### Extracted information
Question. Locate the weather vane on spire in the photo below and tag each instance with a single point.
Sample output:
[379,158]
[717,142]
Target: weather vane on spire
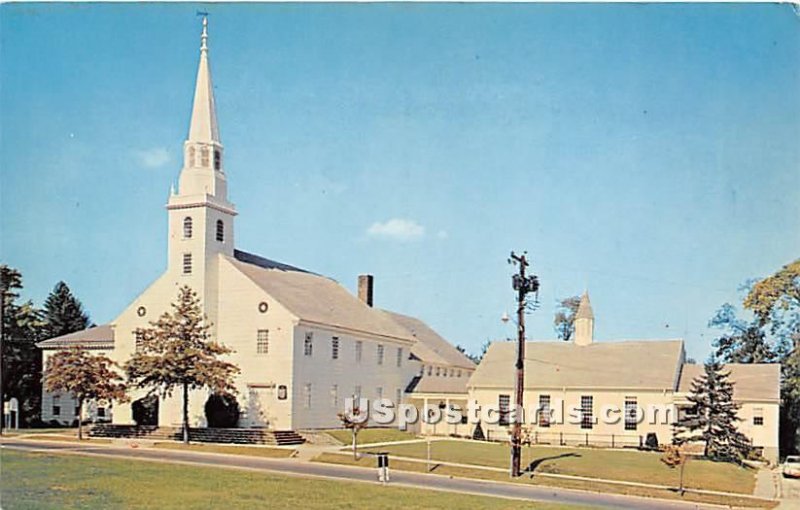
[204,36]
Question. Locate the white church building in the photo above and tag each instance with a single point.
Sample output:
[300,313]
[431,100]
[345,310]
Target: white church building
[302,341]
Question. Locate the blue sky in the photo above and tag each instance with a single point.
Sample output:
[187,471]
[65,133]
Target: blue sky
[646,152]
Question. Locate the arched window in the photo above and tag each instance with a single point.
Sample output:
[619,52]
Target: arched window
[220,231]
[187,227]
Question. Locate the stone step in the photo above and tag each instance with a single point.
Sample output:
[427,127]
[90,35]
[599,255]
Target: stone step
[203,435]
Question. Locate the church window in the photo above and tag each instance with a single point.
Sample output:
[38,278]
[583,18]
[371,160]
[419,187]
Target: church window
[139,336]
[544,411]
[503,408]
[758,416]
[262,341]
[587,413]
[335,395]
[631,413]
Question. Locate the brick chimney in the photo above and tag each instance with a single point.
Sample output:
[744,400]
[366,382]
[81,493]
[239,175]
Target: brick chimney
[365,283]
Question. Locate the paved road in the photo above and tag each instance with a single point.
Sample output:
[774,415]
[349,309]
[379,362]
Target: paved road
[352,473]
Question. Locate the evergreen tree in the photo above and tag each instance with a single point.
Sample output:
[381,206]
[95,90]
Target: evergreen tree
[63,313]
[21,360]
[85,377]
[176,352]
[714,419]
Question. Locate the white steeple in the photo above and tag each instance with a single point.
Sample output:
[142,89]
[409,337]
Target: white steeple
[584,322]
[203,172]
[203,127]
[200,215]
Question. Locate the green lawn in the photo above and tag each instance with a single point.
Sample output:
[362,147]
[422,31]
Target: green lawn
[399,465]
[44,481]
[634,466]
[367,436]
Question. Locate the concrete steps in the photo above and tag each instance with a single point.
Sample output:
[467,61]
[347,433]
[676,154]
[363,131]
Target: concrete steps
[200,435]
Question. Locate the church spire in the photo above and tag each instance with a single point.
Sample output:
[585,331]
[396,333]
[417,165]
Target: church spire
[203,127]
[584,322]
[203,168]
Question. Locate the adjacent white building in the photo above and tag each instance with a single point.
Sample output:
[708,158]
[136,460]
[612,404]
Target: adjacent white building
[302,341]
[614,393]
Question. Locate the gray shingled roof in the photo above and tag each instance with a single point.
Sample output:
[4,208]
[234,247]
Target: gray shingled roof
[430,346]
[757,381]
[651,364]
[98,337]
[316,298]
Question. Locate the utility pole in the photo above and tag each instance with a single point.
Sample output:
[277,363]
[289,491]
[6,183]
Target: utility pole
[2,350]
[524,285]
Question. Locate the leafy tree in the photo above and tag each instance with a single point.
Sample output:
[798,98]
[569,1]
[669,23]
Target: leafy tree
[355,420]
[63,313]
[85,376]
[21,365]
[741,341]
[176,352]
[775,301]
[564,320]
[714,419]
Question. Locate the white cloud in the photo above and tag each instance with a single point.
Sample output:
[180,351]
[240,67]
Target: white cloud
[154,158]
[397,229]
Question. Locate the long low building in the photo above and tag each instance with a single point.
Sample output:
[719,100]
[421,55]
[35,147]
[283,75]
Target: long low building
[613,393]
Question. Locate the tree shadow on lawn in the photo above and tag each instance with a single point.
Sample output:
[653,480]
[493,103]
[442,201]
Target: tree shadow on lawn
[536,463]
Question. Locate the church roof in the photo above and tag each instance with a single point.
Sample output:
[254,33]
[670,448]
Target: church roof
[98,337]
[438,384]
[645,364]
[753,381]
[430,346]
[314,298]
[585,308]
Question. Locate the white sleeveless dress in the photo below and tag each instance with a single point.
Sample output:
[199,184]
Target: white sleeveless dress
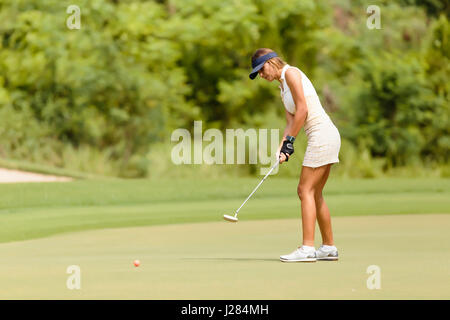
[324,141]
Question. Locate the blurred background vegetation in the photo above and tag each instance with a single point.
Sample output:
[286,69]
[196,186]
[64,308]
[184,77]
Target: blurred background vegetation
[105,99]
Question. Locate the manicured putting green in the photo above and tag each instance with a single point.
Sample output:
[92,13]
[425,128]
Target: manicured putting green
[219,260]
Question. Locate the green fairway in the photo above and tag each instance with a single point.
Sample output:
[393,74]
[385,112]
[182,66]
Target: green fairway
[39,210]
[234,261]
[187,251]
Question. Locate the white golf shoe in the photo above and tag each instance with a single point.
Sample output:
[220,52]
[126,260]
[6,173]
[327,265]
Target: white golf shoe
[301,254]
[329,253]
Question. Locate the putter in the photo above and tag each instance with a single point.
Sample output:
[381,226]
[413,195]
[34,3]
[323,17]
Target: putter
[234,218]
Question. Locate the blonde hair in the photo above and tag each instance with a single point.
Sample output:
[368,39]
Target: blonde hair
[277,61]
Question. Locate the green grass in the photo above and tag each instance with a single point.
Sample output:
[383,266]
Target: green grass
[35,210]
[220,260]
[46,169]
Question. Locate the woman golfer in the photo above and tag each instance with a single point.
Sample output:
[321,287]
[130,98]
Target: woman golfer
[303,109]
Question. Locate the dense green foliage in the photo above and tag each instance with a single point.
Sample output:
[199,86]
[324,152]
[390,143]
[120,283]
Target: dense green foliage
[106,98]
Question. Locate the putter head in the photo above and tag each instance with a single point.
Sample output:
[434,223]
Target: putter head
[230,218]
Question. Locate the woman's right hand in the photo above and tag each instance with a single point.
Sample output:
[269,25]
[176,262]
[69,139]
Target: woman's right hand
[282,158]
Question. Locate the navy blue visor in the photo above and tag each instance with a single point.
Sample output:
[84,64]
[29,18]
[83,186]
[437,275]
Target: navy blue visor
[258,63]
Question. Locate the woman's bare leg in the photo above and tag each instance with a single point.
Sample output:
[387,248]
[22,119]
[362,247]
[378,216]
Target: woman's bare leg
[322,211]
[310,179]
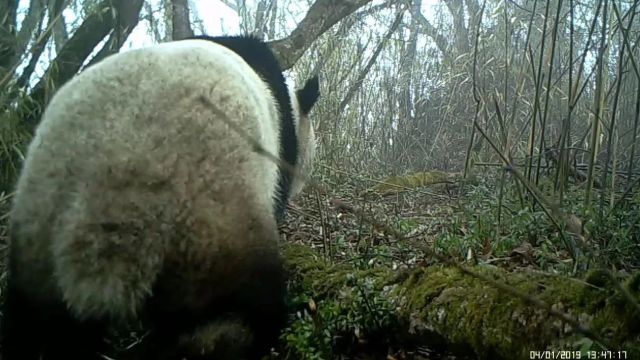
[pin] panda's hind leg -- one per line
(33, 330)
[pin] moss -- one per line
(442, 301)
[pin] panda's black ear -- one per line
(308, 95)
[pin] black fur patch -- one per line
(260, 57)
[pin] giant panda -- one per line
(139, 201)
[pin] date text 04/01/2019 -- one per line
(575, 354)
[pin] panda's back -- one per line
(128, 160)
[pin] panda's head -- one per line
(297, 141)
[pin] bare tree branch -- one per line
(55, 15)
(181, 25)
(74, 52)
(127, 19)
(356, 84)
(60, 34)
(8, 12)
(322, 15)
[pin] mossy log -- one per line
(439, 302)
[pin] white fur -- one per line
(306, 145)
(129, 172)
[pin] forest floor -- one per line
(348, 223)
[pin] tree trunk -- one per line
(180, 22)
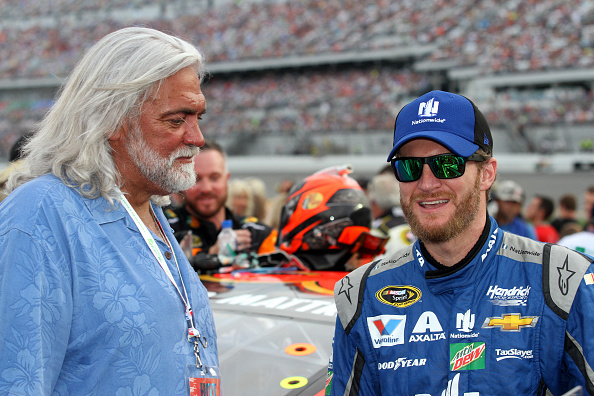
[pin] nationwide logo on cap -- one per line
(429, 108)
(399, 296)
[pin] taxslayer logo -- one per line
(464, 356)
(513, 353)
(386, 330)
(399, 296)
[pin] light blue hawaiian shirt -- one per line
(85, 308)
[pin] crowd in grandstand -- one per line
(44, 39)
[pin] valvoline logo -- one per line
(386, 330)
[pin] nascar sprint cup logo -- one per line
(399, 296)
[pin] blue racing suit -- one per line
(513, 318)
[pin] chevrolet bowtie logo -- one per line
(511, 322)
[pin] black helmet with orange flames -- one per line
(325, 222)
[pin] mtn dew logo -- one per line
(467, 356)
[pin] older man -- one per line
(468, 309)
(96, 296)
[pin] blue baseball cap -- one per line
(449, 119)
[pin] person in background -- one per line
(96, 295)
(468, 308)
(509, 197)
(240, 198)
(200, 219)
(538, 211)
(567, 212)
(388, 217)
(588, 203)
(582, 241)
(14, 162)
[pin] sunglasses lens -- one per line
(408, 169)
(447, 166)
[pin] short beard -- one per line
(466, 212)
(161, 170)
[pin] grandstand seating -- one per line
(39, 42)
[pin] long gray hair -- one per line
(107, 88)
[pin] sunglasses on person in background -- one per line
(443, 166)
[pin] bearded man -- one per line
(467, 309)
(96, 294)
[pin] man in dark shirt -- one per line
(203, 212)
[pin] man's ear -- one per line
(120, 132)
(489, 173)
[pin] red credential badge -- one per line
(202, 386)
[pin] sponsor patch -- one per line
(399, 296)
(510, 322)
(401, 362)
(386, 330)
(516, 296)
(467, 356)
(513, 353)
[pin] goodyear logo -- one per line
(399, 296)
(510, 322)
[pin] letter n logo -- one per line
(428, 109)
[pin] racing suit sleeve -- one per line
(567, 340)
(348, 371)
(579, 336)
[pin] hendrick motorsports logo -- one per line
(386, 330)
(399, 296)
(517, 296)
(401, 362)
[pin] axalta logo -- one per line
(510, 322)
(464, 324)
(429, 108)
(427, 328)
(513, 353)
(516, 296)
(386, 330)
(465, 356)
(399, 296)
(401, 362)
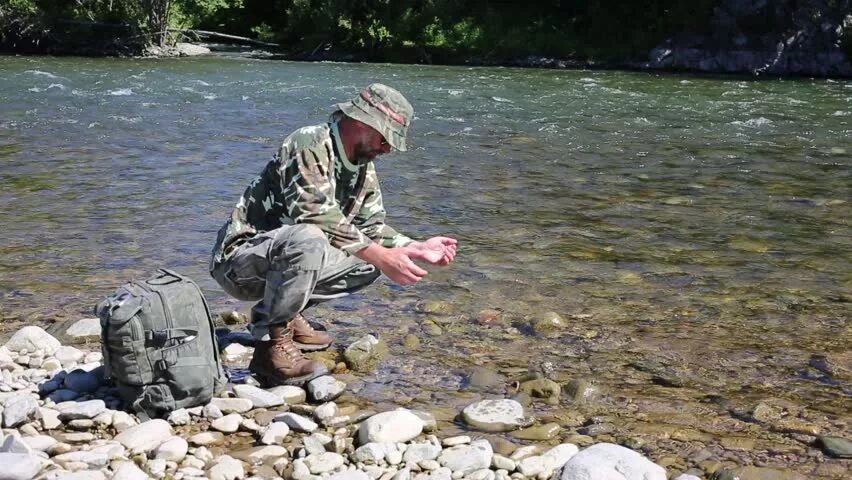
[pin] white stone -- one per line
(326, 411)
(257, 455)
(275, 433)
(68, 356)
(323, 462)
(92, 459)
(232, 405)
(325, 388)
(227, 468)
(297, 422)
(370, 453)
(19, 466)
(80, 410)
(211, 412)
(228, 423)
(290, 394)
(453, 441)
(207, 439)
(121, 421)
(417, 452)
(483, 474)
(85, 328)
(146, 436)
(32, 338)
(259, 398)
(501, 415)
(500, 462)
(18, 409)
(349, 475)
(607, 461)
(467, 458)
(179, 417)
(174, 449)
(42, 443)
(393, 426)
(129, 471)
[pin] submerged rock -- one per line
(494, 415)
(365, 353)
(836, 446)
(612, 462)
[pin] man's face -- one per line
(371, 144)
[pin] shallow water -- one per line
(692, 231)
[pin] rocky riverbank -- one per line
(63, 420)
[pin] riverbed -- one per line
(691, 234)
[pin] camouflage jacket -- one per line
(311, 181)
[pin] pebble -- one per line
(467, 458)
(145, 436)
(275, 433)
(399, 425)
(297, 422)
(325, 388)
(228, 423)
(494, 415)
(290, 394)
(607, 460)
(259, 398)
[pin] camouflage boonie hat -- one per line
(384, 109)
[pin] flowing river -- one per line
(692, 233)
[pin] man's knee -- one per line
(301, 246)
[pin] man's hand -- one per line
(438, 251)
(394, 263)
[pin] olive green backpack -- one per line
(159, 344)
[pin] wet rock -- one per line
(835, 364)
(19, 466)
(227, 468)
(297, 422)
(370, 453)
(542, 388)
(275, 434)
(365, 353)
(399, 425)
(494, 415)
(836, 446)
(417, 452)
(325, 388)
(323, 462)
(547, 431)
(19, 409)
(232, 405)
(581, 391)
(32, 338)
(467, 458)
(228, 423)
(129, 471)
(259, 398)
(290, 394)
(756, 473)
(411, 342)
(613, 462)
(547, 324)
(80, 410)
(146, 436)
(207, 439)
(483, 378)
(84, 329)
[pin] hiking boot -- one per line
(305, 337)
(279, 362)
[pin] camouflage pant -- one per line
(289, 269)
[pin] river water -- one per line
(692, 232)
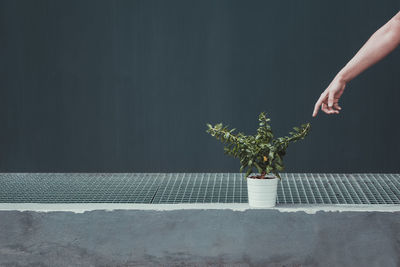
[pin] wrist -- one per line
(342, 78)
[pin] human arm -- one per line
(379, 45)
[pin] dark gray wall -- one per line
(128, 86)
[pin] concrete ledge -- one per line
(83, 207)
(199, 237)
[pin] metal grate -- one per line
(294, 188)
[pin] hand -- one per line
(329, 99)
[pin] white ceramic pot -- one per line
(262, 192)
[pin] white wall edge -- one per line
(83, 207)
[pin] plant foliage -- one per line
(262, 151)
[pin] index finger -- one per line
(318, 105)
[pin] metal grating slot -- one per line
(294, 188)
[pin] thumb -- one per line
(331, 98)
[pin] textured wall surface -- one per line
(202, 237)
(128, 86)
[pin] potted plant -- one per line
(261, 152)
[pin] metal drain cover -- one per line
(294, 188)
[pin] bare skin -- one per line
(379, 45)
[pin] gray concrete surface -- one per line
(199, 238)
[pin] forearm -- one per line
(380, 44)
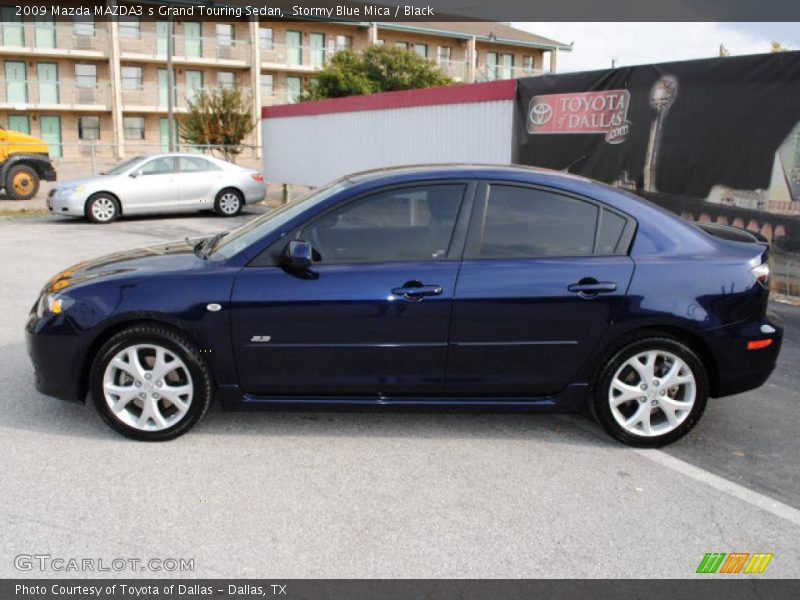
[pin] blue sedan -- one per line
(497, 288)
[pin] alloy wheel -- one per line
(652, 393)
(148, 387)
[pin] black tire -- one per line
(175, 343)
(22, 182)
(599, 402)
(110, 209)
(223, 201)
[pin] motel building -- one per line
(81, 82)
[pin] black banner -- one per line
(713, 140)
(738, 588)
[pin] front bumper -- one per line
(56, 353)
(738, 368)
(66, 204)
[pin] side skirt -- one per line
(571, 400)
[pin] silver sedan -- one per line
(158, 184)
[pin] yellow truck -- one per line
(24, 162)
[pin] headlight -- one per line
(53, 304)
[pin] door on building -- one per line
(19, 123)
(194, 83)
(192, 39)
(51, 134)
(294, 50)
(45, 28)
(163, 134)
(294, 87)
(162, 37)
(13, 31)
(317, 50)
(16, 82)
(163, 86)
(47, 78)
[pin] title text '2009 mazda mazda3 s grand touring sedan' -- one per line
(499, 288)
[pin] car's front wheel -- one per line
(650, 392)
(102, 208)
(229, 203)
(150, 383)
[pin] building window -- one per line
(89, 128)
(83, 25)
(527, 63)
(133, 127)
(508, 66)
(344, 42)
(266, 85)
(225, 79)
(86, 76)
(266, 37)
(129, 27)
(131, 78)
(294, 87)
(224, 34)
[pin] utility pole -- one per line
(170, 88)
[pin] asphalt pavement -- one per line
(297, 494)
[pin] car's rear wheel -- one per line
(149, 383)
(229, 203)
(650, 392)
(102, 208)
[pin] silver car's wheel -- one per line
(652, 393)
(148, 387)
(229, 203)
(102, 209)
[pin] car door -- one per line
(371, 317)
(153, 187)
(198, 180)
(544, 274)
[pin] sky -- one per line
(596, 44)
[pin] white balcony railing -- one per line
(52, 39)
(63, 95)
(150, 99)
(185, 48)
(495, 72)
(299, 57)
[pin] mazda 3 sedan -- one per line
(496, 288)
(159, 184)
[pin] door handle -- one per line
(589, 287)
(410, 291)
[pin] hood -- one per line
(171, 257)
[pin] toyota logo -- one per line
(541, 113)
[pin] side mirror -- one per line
(299, 255)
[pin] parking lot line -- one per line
(740, 492)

### What is needed
Return the line that contains "[pin] silver car's wheel -- one per line" and all lines after it, verbatim, and nothing else.

### Answer to this exercise
[pin] silver car's wheel -- one per line
(652, 393)
(148, 387)
(229, 203)
(102, 209)
[pin] car door -- one per line
(371, 317)
(153, 187)
(198, 180)
(544, 274)
[pin] sky -- one per line
(596, 44)
[pin] white balcony railing -- one per line
(52, 39)
(63, 95)
(150, 99)
(185, 48)
(495, 72)
(299, 57)
[pin] mazda 3 sedan -- one per line
(496, 288)
(159, 184)
[pin] door handle -- one per line
(589, 287)
(410, 291)
[pin] hood -- one per line
(171, 257)
[pin] toyota logo -- one per line
(541, 113)
[pin] side mirror -- one per line
(299, 255)
[pin] parking lot line -- one per line
(740, 492)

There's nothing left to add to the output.